# Aim:
According to the source document, under the laws of which state was the Arizona Southern Company organized?

# Source document:

In view of the provisions of the act of August 18, 1894, validating outstanding soldiers' additional certificates in the hands of bona fide purchasers, a duplicate certificate may issue to such a purchaser in the name of the soldier on due showing of the loss of the original and the further fact that it has not been located.

In that case, however, it appears that the certificate was valid, and, furthermore, it had been transferred prior to its loss. Therefore, said decision is not in conflict with the ruling herein made. In fact, the motion is based mainly upon the decision in the case of Brackett. It is not believed that the Brackett decision was correct in so far as it held that the certificate, under the circumstances therein shown, was validated by the act of 1894. Said decision will not, therefore, be followed.

The motion is accordingly denied.

RIGHT OF WAY-SURVEY BY DISQUALIFIED CORPORATION-ACT OF MARCH 3, 1875.

COCHISE ELECTRIC R. R. Co. v. ARIZONA SOUTHERN Co.

Where the laws of a State or Territory declare that every act done by a foreign corporation within said State or Territory prior to filing its articles of incorporation therein as provided by law shall be null and void, such corporation can acquire no rights within that jurisdiction under the act of March 3, 1875, by the survey of a right of way prior to the filing of its articles of incorporation in compliance with such State or Territorial laws. First Assistant Secretary Pierce to the Commissioner of the General (O.L.) Land Office, July 15, 1909. (G. B. G.)

This is the appeal of the Arizona Southern Company from your office decision of December 11, 1908, rejecting its application under the act of March 3, 1875 (18 Stat., 482), for conflict with the application of the Cochise Electric Railroad Company under the same act, for railroad right of way from a point in unsurveyed section 35, T. 23 S., R. 24 E., to a point on the west line of section 12, T. 24 S., R. 27 E., a distance of 19.418 miles, in Phoenix, Cochise county, land district, Arizona.

It appears that the appellant, the Arizona Southern Company, was organized under the laws of the State of Minnesota, and that in accordance with such laws it filed its articles of incorporation in the office of the Secretary of State at St. Paul, April 29, 1908, and on May 14, 1908, filed such articles of incorporation in the office of the auditor for the Territory of Arizona.

The appellee, the Cochise Electric Railroad Company, was organized under the laws of the Territory of Arizona and filed its articles of incorporation in the office of the auditor for said Territory, April 16, 1908.

# Entries provided:

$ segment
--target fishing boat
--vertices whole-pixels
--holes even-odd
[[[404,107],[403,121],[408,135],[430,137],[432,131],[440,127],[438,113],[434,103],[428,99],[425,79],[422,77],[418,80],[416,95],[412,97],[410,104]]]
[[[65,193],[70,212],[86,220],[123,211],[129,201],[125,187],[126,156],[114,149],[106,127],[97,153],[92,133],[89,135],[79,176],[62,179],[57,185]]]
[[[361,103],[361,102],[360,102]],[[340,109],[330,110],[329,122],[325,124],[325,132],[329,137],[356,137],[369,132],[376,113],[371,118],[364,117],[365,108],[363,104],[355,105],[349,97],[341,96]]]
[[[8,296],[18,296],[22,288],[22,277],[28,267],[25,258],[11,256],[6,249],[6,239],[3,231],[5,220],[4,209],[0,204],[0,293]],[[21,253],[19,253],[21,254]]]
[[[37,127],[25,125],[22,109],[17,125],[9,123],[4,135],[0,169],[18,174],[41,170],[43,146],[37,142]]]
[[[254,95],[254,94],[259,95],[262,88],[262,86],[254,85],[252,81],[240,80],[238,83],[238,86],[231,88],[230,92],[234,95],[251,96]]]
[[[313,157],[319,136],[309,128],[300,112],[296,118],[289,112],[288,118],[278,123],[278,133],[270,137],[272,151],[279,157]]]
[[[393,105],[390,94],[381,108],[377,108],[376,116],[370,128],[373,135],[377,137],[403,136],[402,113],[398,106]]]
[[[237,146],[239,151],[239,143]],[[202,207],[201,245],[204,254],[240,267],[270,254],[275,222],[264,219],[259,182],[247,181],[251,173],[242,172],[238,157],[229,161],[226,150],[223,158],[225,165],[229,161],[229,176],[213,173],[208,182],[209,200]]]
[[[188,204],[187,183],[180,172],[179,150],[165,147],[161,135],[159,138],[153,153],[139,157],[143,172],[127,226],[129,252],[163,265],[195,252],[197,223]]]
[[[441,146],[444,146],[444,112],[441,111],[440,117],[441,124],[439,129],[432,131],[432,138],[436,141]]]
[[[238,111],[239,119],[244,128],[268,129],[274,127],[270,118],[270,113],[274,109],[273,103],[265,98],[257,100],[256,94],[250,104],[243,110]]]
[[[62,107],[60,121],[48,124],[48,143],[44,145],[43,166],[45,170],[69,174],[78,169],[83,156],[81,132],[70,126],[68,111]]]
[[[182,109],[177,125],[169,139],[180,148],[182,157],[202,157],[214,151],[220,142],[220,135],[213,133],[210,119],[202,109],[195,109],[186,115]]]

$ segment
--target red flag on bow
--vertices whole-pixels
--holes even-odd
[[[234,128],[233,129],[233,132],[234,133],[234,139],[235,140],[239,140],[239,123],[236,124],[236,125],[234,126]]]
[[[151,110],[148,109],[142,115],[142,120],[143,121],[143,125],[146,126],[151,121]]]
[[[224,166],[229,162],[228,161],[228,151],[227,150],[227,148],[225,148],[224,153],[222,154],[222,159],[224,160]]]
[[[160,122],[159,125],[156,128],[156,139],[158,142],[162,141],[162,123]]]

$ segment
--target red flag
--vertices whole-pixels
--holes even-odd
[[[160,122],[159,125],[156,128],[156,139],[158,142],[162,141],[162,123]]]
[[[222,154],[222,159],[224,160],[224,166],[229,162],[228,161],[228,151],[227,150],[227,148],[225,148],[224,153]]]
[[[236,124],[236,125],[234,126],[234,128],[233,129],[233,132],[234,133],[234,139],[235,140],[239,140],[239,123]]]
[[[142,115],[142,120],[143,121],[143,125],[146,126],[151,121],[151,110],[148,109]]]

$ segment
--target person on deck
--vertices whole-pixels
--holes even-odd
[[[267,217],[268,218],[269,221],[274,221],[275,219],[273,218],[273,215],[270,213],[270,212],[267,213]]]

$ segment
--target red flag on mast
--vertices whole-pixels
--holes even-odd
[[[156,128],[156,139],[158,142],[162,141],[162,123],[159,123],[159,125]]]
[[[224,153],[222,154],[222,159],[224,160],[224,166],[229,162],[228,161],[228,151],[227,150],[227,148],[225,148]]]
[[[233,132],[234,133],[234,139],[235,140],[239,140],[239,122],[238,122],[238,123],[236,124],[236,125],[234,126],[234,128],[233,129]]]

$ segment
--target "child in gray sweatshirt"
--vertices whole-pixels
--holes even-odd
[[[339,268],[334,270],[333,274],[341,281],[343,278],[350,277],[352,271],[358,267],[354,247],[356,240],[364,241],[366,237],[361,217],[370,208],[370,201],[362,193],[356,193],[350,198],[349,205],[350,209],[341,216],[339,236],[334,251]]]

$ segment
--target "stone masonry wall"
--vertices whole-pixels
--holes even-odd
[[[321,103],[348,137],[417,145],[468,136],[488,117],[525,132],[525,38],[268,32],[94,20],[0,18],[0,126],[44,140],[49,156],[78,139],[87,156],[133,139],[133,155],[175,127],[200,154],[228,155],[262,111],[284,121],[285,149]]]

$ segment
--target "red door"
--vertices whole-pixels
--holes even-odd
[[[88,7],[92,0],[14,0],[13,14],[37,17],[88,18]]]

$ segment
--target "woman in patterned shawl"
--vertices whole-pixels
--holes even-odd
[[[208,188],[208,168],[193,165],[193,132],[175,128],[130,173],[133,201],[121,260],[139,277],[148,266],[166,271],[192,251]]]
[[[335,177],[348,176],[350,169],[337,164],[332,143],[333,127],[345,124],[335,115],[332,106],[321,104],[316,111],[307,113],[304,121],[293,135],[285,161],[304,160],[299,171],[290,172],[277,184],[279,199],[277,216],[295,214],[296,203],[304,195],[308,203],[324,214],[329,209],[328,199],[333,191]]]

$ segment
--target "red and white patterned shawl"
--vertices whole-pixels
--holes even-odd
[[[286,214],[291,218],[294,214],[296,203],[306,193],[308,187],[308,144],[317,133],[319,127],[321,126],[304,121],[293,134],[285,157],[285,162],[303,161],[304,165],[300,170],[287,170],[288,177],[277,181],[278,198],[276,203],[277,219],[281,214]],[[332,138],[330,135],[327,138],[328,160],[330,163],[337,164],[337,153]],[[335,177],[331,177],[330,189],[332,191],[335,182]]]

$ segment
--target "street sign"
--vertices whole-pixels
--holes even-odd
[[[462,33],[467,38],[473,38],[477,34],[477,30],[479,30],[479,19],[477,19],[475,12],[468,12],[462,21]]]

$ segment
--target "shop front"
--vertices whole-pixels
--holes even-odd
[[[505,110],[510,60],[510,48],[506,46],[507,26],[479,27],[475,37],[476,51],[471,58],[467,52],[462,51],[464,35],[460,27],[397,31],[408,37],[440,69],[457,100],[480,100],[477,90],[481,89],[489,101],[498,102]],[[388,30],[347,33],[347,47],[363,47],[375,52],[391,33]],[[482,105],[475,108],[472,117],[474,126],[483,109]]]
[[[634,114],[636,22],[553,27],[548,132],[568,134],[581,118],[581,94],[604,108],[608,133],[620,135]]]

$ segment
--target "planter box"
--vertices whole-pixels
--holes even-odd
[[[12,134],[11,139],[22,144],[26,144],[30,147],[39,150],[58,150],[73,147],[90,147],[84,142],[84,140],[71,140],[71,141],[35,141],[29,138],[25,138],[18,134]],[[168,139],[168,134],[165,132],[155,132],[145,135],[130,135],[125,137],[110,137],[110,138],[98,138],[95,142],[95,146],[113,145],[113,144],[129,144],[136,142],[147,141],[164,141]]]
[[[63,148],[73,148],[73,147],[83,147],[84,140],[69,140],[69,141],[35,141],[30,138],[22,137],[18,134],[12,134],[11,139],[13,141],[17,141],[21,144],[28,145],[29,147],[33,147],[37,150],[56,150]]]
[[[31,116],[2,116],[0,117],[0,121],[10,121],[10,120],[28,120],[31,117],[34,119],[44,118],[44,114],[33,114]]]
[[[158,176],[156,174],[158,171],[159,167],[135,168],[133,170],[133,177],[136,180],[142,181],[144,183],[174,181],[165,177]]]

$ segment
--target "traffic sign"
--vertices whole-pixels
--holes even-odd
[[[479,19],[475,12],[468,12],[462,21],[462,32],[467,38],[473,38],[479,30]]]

# Task result:
Minnesota